Exercise 1:
Reproduce the part of the Collei article that runs from "In July 2022, miHoYo" to "long-term narrative foreshadowing.".
Exercise 2:
Name every voice actor listed in the Collei article, along with the language each one voices.
Exercise 3:
Answer these questions using the Collei article.
(a) What weapon does Collei use?
(b) In which version of the game was Collei added as a playable character?
(c) What hair is Collei shown with in the manhua?

- Official artwork
- First appearance: Genshin Impact manhua, chapter 8: "Final Clue" (2019)
- First game: Genshin Impact (2022)
- Voiced by: EN: Christina Costello; ZH: Qin Wenjing; JA: Ryoko Maekawa; KO: Bang Siu;

In-universe information
- Weapon: Bow
- Home: Sumeru
- Element: Dendro

= Collei =

Video game character

Collei (/ˈkɔːl,lei/, 柯萊 (Kēlái)) is a character from the video game Genshin Impact, developed by miHoYo. She is a trainee Forest Ranger from the fictional nation of Sumeru. She first appeared in the Genshin Impact prequel manhua, which began serialization in 2018, where she served as its protagonist. At the time, she was portrayed as a frail young girl wrapped in bandages, with a pessimistic and serious personality.

In July 2022, miHoYo officially revealed Collei's in-game character artwork and profile, and she was added as a playable four-star Dendro character in version 3.0 of the game the next month. In the game, Collei shows significant growth in both appearance and personality, becoming more confident. Her accessories and skill design also incorporate elements associated with Amber, one of her friends from the manhua. Collei's backstory involves illness, trauma, and personal growth. Her role in the story and character design have attracted player attention and positive commentary from critics, and she has also been regarded as an important vehicle for the game's long-term narrative foreshadowing.

== Design and voice acting ==
In the Genshin Impact manhua, Collei is shown as a frail girl with short emerald-green hair, her body covered in bandages. Because of her past experiences, she is pessimistic and suspicious of others. Her in-game appearance changed significantly: she has grown taller, her hair is longer, and she is more confident. She has also obtained a Dendro Vision. (Note: A Vision is a magical device used to manipulate the elements.) In addition, because Collei and Amber are established as friends in the manhua, the accessories Collei wears on her body as well as her skill design incorporate elements based on the latter. For example, Collei has a ribbon ornament similar in style to the bow Amber wears on her head, and the effects of her character skills resemble Amber's.

Information shown:

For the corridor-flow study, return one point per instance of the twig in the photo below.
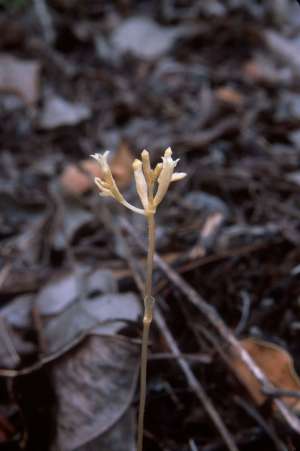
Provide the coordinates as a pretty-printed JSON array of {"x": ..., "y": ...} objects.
[
  {"x": 197, "y": 358},
  {"x": 194, "y": 383},
  {"x": 214, "y": 318},
  {"x": 246, "y": 304},
  {"x": 184, "y": 366},
  {"x": 252, "y": 412},
  {"x": 278, "y": 393},
  {"x": 45, "y": 20},
  {"x": 193, "y": 445}
]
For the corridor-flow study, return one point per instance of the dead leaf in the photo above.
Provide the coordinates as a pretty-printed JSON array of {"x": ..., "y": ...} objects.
[
  {"x": 276, "y": 363},
  {"x": 72, "y": 217},
  {"x": 121, "y": 437},
  {"x": 58, "y": 112},
  {"x": 229, "y": 95},
  {"x": 61, "y": 291},
  {"x": 121, "y": 166},
  {"x": 95, "y": 383},
  {"x": 144, "y": 38},
  {"x": 74, "y": 181},
  {"x": 20, "y": 77},
  {"x": 108, "y": 312}
]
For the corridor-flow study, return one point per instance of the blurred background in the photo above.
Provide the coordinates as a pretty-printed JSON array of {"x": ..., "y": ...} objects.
[{"x": 219, "y": 81}]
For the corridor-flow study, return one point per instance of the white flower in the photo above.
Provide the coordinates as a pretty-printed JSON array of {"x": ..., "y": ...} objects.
[
  {"x": 140, "y": 182},
  {"x": 107, "y": 184},
  {"x": 145, "y": 180},
  {"x": 166, "y": 176}
]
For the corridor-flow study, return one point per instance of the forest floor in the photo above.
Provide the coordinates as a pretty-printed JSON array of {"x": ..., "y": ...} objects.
[{"x": 219, "y": 82}]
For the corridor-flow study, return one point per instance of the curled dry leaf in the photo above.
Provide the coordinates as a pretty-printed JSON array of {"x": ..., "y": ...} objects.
[
  {"x": 101, "y": 375},
  {"x": 20, "y": 77},
  {"x": 229, "y": 96},
  {"x": 278, "y": 366},
  {"x": 74, "y": 181}
]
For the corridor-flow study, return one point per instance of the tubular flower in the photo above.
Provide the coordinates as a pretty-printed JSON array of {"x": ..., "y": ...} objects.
[
  {"x": 145, "y": 180},
  {"x": 165, "y": 176}
]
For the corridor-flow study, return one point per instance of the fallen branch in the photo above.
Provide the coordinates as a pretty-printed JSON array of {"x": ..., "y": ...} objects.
[{"x": 214, "y": 318}]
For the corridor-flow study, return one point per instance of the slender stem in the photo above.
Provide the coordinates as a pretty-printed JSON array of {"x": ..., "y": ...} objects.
[{"x": 148, "y": 314}]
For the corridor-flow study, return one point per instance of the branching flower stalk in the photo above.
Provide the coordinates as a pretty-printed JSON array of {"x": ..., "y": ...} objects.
[{"x": 152, "y": 186}]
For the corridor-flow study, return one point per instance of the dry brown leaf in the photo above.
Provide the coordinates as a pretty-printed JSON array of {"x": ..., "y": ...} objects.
[
  {"x": 20, "y": 78},
  {"x": 276, "y": 363},
  {"x": 75, "y": 181},
  {"x": 229, "y": 95},
  {"x": 121, "y": 166}
]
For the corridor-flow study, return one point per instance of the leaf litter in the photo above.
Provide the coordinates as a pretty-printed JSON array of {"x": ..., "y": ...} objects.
[{"x": 219, "y": 82}]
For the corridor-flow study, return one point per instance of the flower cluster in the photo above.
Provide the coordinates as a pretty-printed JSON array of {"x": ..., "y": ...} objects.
[{"x": 151, "y": 184}]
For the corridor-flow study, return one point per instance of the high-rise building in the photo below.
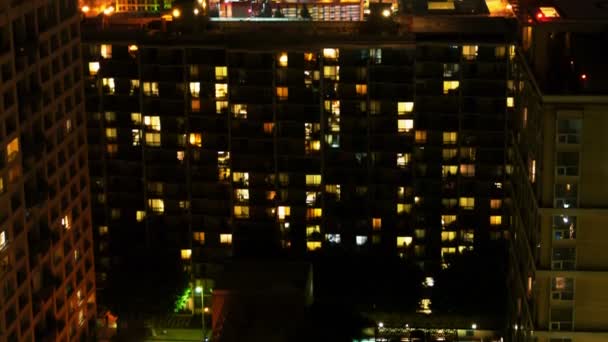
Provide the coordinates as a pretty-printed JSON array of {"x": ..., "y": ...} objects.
[
  {"x": 558, "y": 259},
  {"x": 381, "y": 137},
  {"x": 46, "y": 250}
]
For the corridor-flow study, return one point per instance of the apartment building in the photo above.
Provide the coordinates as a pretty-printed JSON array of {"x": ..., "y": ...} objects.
[
  {"x": 559, "y": 189},
  {"x": 46, "y": 246},
  {"x": 209, "y": 144}
]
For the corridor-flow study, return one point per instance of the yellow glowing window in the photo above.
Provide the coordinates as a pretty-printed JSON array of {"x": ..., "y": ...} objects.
[
  {"x": 449, "y": 153},
  {"x": 157, "y": 205},
  {"x": 376, "y": 223},
  {"x": 283, "y": 212},
  {"x": 282, "y": 93},
  {"x": 106, "y": 51},
  {"x": 241, "y": 195},
  {"x": 420, "y": 137},
  {"x": 186, "y": 254},
  {"x": 241, "y": 211},
  {"x": 196, "y": 139},
  {"x": 283, "y": 59},
  {"x": 404, "y": 126},
  {"x": 152, "y": 122},
  {"x": 361, "y": 89},
  {"x": 449, "y": 137},
  {"x": 467, "y": 202},
  {"x": 221, "y": 90},
  {"x": 195, "y": 89},
  {"x": 403, "y": 208},
  {"x": 108, "y": 85},
  {"x": 404, "y": 241},
  {"x": 403, "y": 159},
  {"x": 310, "y": 230},
  {"x": 153, "y": 139},
  {"x": 313, "y": 179},
  {"x": 199, "y": 237},
  {"x": 449, "y": 170},
  {"x": 221, "y": 72},
  {"x": 313, "y": 245},
  {"x": 495, "y": 220},
  {"x": 221, "y": 106},
  {"x": 448, "y": 236},
  {"x": 469, "y": 52},
  {"x": 111, "y": 133},
  {"x": 495, "y": 203},
  {"x": 12, "y": 149},
  {"x": 331, "y": 54},
  {"x": 226, "y": 239},
  {"x": 404, "y": 107},
  {"x": 93, "y": 68},
  {"x": 268, "y": 127},
  {"x": 467, "y": 170},
  {"x": 510, "y": 102},
  {"x": 136, "y": 118},
  {"x": 313, "y": 213}
]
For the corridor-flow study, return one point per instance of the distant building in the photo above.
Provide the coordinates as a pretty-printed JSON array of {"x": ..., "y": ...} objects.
[{"x": 46, "y": 248}]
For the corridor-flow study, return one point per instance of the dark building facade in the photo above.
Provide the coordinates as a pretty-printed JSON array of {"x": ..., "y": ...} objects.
[
  {"x": 46, "y": 248},
  {"x": 321, "y": 136}
]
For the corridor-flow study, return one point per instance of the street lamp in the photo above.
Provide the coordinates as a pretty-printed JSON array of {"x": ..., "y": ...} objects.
[{"x": 201, "y": 290}]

Task response 1:
In July 2022, miHoYo officially revealed Collei's in-game character artwork and profile, and she was added as a playable four-star Dendro character in version 3.0 of the game the next month. In the game, Collei shows significant growth in both appearance and personality, becoming more confident. Her accessories and skill design also incorporate elements associated with Amber, one of her friends from the manhua. Collei's backstory involves illness, trauma, and personal growth. Her role in the story and character design have attracted player attention and positive commentary from critics, and she has also been regarded as an important vehicle for the game's long-term narrative foreshadowing.

Task response 2:
Christina Costello (English)
Qin Wenjing (Chinese)
Ryoko Maekawa (Japanese)
Bang Siu (Korean)

Task response 3:
(a) A bow.
(b) Version 3.0.
(c) Short emerald-green hair.